简短任务
说出材料中含有字符串“fireplace”的行数，区分大小写，只答数字。

标注数据集中的条目
________________

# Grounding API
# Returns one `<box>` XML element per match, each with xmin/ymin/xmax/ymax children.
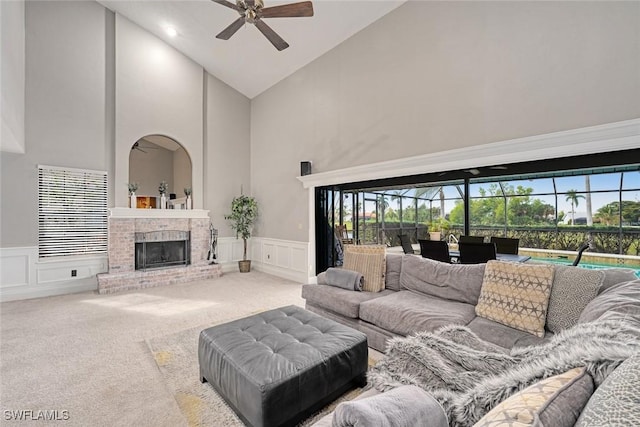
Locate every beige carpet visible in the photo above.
<box><xmin>147</xmin><ymin>325</ymin><xmax>380</xmax><ymax>427</ymax></box>
<box><xmin>0</xmin><ymin>271</ymin><xmax>380</xmax><ymax>427</ymax></box>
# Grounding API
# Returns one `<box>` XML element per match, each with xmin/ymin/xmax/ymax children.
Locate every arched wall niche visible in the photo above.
<box><xmin>129</xmin><ymin>135</ymin><xmax>193</xmax><ymax>205</ymax></box>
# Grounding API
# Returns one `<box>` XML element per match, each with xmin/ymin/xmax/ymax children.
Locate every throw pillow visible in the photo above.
<box><xmin>474</xmin><ymin>368</ymin><xmax>594</xmax><ymax>427</ymax></box>
<box><xmin>476</xmin><ymin>261</ymin><xmax>554</xmax><ymax>338</ymax></box>
<box><xmin>576</xmin><ymin>353</ymin><xmax>640</xmax><ymax>427</ymax></box>
<box><xmin>547</xmin><ymin>265</ymin><xmax>604</xmax><ymax>333</ymax></box>
<box><xmin>343</xmin><ymin>245</ymin><xmax>385</xmax><ymax>292</ymax></box>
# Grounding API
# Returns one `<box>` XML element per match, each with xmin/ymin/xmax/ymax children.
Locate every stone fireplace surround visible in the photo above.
<box><xmin>98</xmin><ymin>208</ymin><xmax>222</xmax><ymax>294</ymax></box>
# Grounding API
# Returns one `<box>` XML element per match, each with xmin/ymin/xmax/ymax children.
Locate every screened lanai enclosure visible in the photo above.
<box><xmin>316</xmin><ymin>150</ymin><xmax>640</xmax><ymax>271</ymax></box>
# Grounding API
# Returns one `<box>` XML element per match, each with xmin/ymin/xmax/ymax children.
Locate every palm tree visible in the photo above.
<box><xmin>584</xmin><ymin>175</ymin><xmax>593</xmax><ymax>226</ymax></box>
<box><xmin>565</xmin><ymin>190</ymin><xmax>585</xmax><ymax>225</ymax></box>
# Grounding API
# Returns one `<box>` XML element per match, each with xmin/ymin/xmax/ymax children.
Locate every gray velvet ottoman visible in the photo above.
<box><xmin>198</xmin><ymin>306</ymin><xmax>368</xmax><ymax>427</ymax></box>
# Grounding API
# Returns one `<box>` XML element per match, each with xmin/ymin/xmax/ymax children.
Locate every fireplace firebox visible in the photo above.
<box><xmin>135</xmin><ymin>230</ymin><xmax>191</xmax><ymax>270</ymax></box>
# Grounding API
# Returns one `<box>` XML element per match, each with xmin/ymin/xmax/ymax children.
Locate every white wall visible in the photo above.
<box><xmin>205</xmin><ymin>74</ymin><xmax>251</xmax><ymax>237</ymax></box>
<box><xmin>0</xmin><ymin>0</ymin><xmax>25</xmax><ymax>153</ymax></box>
<box><xmin>251</xmin><ymin>2</ymin><xmax>640</xmax><ymax>241</ymax></box>
<box><xmin>113</xmin><ymin>15</ymin><xmax>204</xmax><ymax>209</ymax></box>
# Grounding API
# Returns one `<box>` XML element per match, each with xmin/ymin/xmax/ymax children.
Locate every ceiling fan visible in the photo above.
<box><xmin>213</xmin><ymin>0</ymin><xmax>313</xmax><ymax>50</ymax></box>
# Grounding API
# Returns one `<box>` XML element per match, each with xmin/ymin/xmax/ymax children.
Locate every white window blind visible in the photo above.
<box><xmin>38</xmin><ymin>166</ymin><xmax>108</xmax><ymax>258</ymax></box>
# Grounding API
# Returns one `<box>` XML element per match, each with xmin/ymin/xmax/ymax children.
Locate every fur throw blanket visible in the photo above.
<box><xmin>368</xmin><ymin>321</ymin><xmax>640</xmax><ymax>427</ymax></box>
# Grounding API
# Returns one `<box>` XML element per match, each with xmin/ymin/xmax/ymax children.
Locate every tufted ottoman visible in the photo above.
<box><xmin>198</xmin><ymin>306</ymin><xmax>368</xmax><ymax>427</ymax></box>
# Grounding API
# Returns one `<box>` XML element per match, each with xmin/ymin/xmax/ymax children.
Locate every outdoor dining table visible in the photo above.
<box><xmin>449</xmin><ymin>250</ymin><xmax>531</xmax><ymax>262</ymax></box>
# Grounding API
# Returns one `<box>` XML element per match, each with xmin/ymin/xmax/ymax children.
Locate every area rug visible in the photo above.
<box><xmin>146</xmin><ymin>325</ymin><xmax>382</xmax><ymax>427</ymax></box>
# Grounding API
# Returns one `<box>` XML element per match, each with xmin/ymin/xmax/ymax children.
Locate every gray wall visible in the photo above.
<box><xmin>0</xmin><ymin>1</ymin><xmax>108</xmax><ymax>247</ymax></box>
<box><xmin>114</xmin><ymin>15</ymin><xmax>204</xmax><ymax>209</ymax></box>
<box><xmin>251</xmin><ymin>1</ymin><xmax>640</xmax><ymax>241</ymax></box>
<box><xmin>125</xmin><ymin>142</ymin><xmax>174</xmax><ymax>197</ymax></box>
<box><xmin>205</xmin><ymin>74</ymin><xmax>258</xmax><ymax>237</ymax></box>
<box><xmin>0</xmin><ymin>1</ymin><xmax>250</xmax><ymax>247</ymax></box>
<box><xmin>171</xmin><ymin>147</ymin><xmax>193</xmax><ymax>198</ymax></box>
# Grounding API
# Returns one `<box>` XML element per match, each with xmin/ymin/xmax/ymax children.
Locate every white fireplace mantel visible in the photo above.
<box><xmin>109</xmin><ymin>208</ymin><xmax>209</xmax><ymax>218</ymax></box>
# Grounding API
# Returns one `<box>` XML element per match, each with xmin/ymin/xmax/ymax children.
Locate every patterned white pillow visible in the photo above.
<box><xmin>476</xmin><ymin>261</ymin><xmax>554</xmax><ymax>337</ymax></box>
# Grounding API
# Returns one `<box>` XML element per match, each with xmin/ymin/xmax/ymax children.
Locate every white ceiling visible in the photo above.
<box><xmin>98</xmin><ymin>0</ymin><xmax>406</xmax><ymax>98</ymax></box>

________________

答案如下
3